WORKING DATA:
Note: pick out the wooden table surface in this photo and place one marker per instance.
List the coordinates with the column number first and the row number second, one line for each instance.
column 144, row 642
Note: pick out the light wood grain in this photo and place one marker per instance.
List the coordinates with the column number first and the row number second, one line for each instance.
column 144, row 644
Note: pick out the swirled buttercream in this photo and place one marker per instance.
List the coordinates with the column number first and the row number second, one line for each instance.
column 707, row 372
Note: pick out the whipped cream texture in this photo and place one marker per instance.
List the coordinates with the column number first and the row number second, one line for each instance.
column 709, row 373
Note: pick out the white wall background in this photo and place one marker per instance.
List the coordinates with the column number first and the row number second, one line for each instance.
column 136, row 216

PROBLEM DETAILS: When you write the entries out again, keep every word and mark exactly as it is.

EXERCISE OUTPUT:
Note: pick out the wooden table surface in this photo and place one marker per instance.
List the coordinates with the column number first and the row number second, one line for each instance.
column 144, row 642
Note: pick out the light wood grain in this photo and place one marker per instance.
List the coordinates with the column number first and the row number second, one line for each instance.
column 144, row 644
Note: pick out the swirled buttercream in this photo and place one marker per instance.
List the coordinates with the column number first and the row number second, one line for each instance.
column 707, row 372
Note: pick out the whipped cream texture in this photo and place one marker per instance.
List the coordinates with the column number first and the row number second, one line for each instance.
column 709, row 373
Note: pick out the white wall background in this photo and place one marker per instance.
List the coordinates with the column number first and the row number second, one line for each instance.
column 136, row 216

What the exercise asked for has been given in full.